* begin MATERIAL PROVIDED *

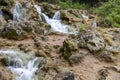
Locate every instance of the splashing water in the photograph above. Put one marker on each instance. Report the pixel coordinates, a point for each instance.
(57, 16)
(85, 17)
(1, 13)
(38, 8)
(55, 22)
(17, 64)
(18, 12)
(94, 24)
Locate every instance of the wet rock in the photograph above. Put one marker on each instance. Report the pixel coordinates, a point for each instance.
(112, 39)
(103, 74)
(106, 56)
(49, 9)
(13, 31)
(5, 74)
(22, 29)
(6, 2)
(65, 76)
(68, 47)
(40, 53)
(41, 61)
(76, 58)
(91, 39)
(2, 21)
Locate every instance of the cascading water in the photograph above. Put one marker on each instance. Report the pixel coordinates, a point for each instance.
(55, 22)
(1, 13)
(85, 17)
(18, 12)
(23, 65)
(57, 16)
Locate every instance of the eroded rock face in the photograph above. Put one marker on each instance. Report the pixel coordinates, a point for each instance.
(6, 2)
(91, 39)
(13, 31)
(68, 47)
(65, 76)
(23, 29)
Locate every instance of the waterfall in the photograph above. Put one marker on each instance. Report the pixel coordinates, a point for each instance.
(22, 64)
(57, 16)
(19, 13)
(55, 22)
(38, 8)
(85, 17)
(94, 24)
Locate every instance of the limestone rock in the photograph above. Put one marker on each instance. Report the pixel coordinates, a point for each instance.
(65, 76)
(68, 47)
(76, 58)
(5, 74)
(91, 39)
(13, 31)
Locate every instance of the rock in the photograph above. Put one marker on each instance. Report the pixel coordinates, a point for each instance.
(2, 21)
(65, 76)
(103, 74)
(112, 39)
(41, 61)
(76, 58)
(22, 29)
(68, 47)
(40, 53)
(5, 74)
(105, 56)
(91, 39)
(13, 31)
(6, 2)
(49, 9)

* end MATERIAL PROVIDED *

● **INSTRUCTION**
Output every record above word for word, leaving out the pictures.

● **ANSWER**
Locate every instance of the splashing water in the photograph above. Put one marker on each instance. Report the pixel coordinates, a point for each instance.
(57, 16)
(85, 17)
(1, 13)
(38, 8)
(55, 22)
(17, 64)
(18, 12)
(94, 24)
Locate every instance of the wet rock in the photograph above. Put one marker on each instance. Report the pixel coordinates, a point for each instance.
(112, 39)
(103, 74)
(106, 56)
(49, 9)
(13, 31)
(5, 74)
(22, 29)
(6, 2)
(65, 76)
(68, 47)
(40, 53)
(41, 61)
(76, 58)
(91, 39)
(2, 21)
Locate every instance of the cascading water in the photograph above. Put one marker on each instance. Report the pixel coordinates, a point for each instance.
(55, 22)
(1, 13)
(85, 17)
(18, 12)
(23, 65)
(57, 16)
Locate every instance of the eroded rock face in the photograph above. Put one marker on each instance. Report the pixel coordinates, a point for each instance.
(6, 2)
(91, 39)
(13, 31)
(68, 47)
(65, 76)
(23, 29)
Locate every instance of the waterfall in the photograph above. Put one marker on each instance. Report the pixel coordinates, a point for each instance.
(22, 64)
(57, 16)
(19, 13)
(55, 22)
(38, 8)
(85, 17)
(94, 24)
Locate every instance of the limestone rock in the photograph above. Put one marker on each instance. Report the pixel coordinates, a point for each instance.
(65, 76)
(68, 47)
(76, 58)
(5, 74)
(91, 39)
(13, 31)
Locate every instance of the rock in the photograph above. Put one marker on each instance. Report the pixel coordinates, a point for each instance.
(2, 21)
(65, 76)
(103, 74)
(112, 39)
(41, 61)
(76, 58)
(22, 29)
(68, 47)
(40, 53)
(5, 74)
(105, 56)
(91, 39)
(13, 31)
(6, 2)
(49, 9)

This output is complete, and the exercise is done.